## [Requirement]
Provide an exact transcription of all the records.

— start of Data lines —

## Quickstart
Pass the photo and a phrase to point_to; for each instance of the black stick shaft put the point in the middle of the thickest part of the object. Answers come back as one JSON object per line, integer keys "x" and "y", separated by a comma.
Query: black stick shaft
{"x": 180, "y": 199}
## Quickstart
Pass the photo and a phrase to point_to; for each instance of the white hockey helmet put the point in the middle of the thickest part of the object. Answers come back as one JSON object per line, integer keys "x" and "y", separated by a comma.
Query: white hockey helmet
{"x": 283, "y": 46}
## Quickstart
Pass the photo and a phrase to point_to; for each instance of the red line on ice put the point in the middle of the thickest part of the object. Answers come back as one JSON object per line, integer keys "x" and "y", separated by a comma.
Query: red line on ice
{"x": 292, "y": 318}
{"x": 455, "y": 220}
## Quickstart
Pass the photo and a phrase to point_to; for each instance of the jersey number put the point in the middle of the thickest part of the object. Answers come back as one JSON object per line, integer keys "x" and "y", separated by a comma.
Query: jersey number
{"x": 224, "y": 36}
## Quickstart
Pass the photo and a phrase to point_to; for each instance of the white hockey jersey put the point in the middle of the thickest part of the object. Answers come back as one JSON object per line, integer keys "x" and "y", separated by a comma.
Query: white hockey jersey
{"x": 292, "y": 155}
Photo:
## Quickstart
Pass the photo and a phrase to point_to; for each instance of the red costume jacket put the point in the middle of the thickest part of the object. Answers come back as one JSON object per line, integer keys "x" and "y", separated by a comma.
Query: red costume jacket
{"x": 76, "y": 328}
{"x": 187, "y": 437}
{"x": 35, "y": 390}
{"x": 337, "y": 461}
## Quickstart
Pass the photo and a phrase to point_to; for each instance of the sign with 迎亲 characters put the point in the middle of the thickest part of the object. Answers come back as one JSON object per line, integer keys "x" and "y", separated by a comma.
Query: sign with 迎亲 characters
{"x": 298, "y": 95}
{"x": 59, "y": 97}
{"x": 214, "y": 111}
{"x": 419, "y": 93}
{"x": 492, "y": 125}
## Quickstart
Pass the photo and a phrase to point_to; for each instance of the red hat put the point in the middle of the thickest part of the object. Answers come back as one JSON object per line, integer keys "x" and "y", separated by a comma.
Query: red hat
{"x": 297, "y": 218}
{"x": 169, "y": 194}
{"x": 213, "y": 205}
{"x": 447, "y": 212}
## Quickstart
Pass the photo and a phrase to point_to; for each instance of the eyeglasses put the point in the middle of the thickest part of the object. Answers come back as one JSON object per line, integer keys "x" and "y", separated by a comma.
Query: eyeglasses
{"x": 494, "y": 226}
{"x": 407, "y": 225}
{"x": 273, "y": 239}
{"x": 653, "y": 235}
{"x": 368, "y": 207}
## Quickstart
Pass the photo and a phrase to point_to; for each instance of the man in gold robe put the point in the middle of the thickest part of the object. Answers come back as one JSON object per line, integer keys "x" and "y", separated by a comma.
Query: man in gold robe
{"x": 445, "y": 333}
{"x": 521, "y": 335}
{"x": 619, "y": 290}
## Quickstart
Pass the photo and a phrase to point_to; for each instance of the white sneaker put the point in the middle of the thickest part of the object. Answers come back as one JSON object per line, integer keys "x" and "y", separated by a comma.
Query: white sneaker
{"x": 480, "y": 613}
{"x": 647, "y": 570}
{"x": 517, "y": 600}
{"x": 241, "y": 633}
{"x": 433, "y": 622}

— end of Data lines —

## [Exercise output]
## Quickstart
Pass the photo and a phrase to point_to; for each instance of the black stick shaft put the point in the middle of the thickest part of the object. Answers come back as one JSON object per line, integer keys "x" and "y", separated by a comma.
Query: black stick shaft
{"x": 180, "y": 199}
## Quickstart
Pass the photo and a phrase to point_to; for each instance of the white hockey helmet put the point in the middle of the thickest part of the object. Answers come back as one JSON object per line, integer keys "x" and "y", separated by a comma.
Query: white hockey helmet
{"x": 283, "y": 46}
## Quickstart
Pass the photo and a phrase to point_to; for each instance of the red line on ice put the point in the middle of the thickest part of the object. Answers come back as one JSON object per line, integer keys "x" and "y", separated by a comma.
Query: red line on ice
{"x": 292, "y": 318}
{"x": 455, "y": 220}
## Quickstart
Pass the photo and a phrase to point_to; for each instance of the jersey number put the point in the middle of the thickest part of the object. Answers come back as one JSON object per line, integer keys "x" and "y", separated by a comma.
Query: jersey number
{"x": 224, "y": 36}
## Quickstart
Pass the photo and a phrase to point_to; for each instance of the white hockey jersey put the point in the middle of the thickest part of the object. Answers come back as one JSON object per line, integer keys "x" and "y", separated by a comma.
Query: white hockey jersey
{"x": 292, "y": 155}
Photo:
## Quickstart
Pass the photo and a phrase to point_to; for each instance of the red costume jacket put the point in the middle of the thickest part of the object. Answers come back as one JSON object per line, integer keys "x" and "y", separated by a comma.
Query: red costume jacket
{"x": 76, "y": 328}
{"x": 187, "y": 437}
{"x": 35, "y": 390}
{"x": 337, "y": 461}
## Quickstart
Pass the photo and a phrase to point_to; for each instance of the sign with 迎亲 characters put the point in the middle of the thickest part of the object. Answers come back as one JSON object per line, integer keys "x" and "y", separated by a comma.
Query: sign with 迎亲 characters
{"x": 298, "y": 95}
{"x": 59, "y": 97}
{"x": 214, "y": 111}
{"x": 419, "y": 93}
{"x": 492, "y": 125}
## Quickstart
Pass the photo and a phrase to point_to; for each instance of the red hat put the point in the middle of the thickest part of the object. Answers come back as one JSON object per line, integer keys "x" and "y", separated by a comma.
Query: red hat
{"x": 297, "y": 218}
{"x": 169, "y": 194}
{"x": 213, "y": 205}
{"x": 447, "y": 212}
## Quickstart
Pass the photo and a phrase to point_to; for each instance of the eyeglasses put the point in the middle of the thickest part of the object. Answers come back as one JSON object per line, integer keys "x" and "y", separated by a comma.
Query: eyeglasses
{"x": 494, "y": 226}
{"x": 407, "y": 225}
{"x": 273, "y": 239}
{"x": 653, "y": 235}
{"x": 368, "y": 207}
## Quickstart
Pass the photo and a phrase to point_to; for each instance of the man in gold robe put the point in the middle of the thickest part of the object. Answers come back as one JSON object per line, integer keys "x" and "y", separated by a comma.
Query: man in gold robe
{"x": 445, "y": 333}
{"x": 521, "y": 335}
{"x": 619, "y": 290}
## Quickstart
Pass the photo and a phrase to point_to; for each instance of the white sneaker put the point in the middle of the thickest part of the object. Answers come back as one JSON object per line, integer keys "x" and "y", separated by a comma.
Query: white sneaker
{"x": 480, "y": 613}
{"x": 647, "y": 570}
{"x": 517, "y": 600}
{"x": 241, "y": 633}
{"x": 433, "y": 622}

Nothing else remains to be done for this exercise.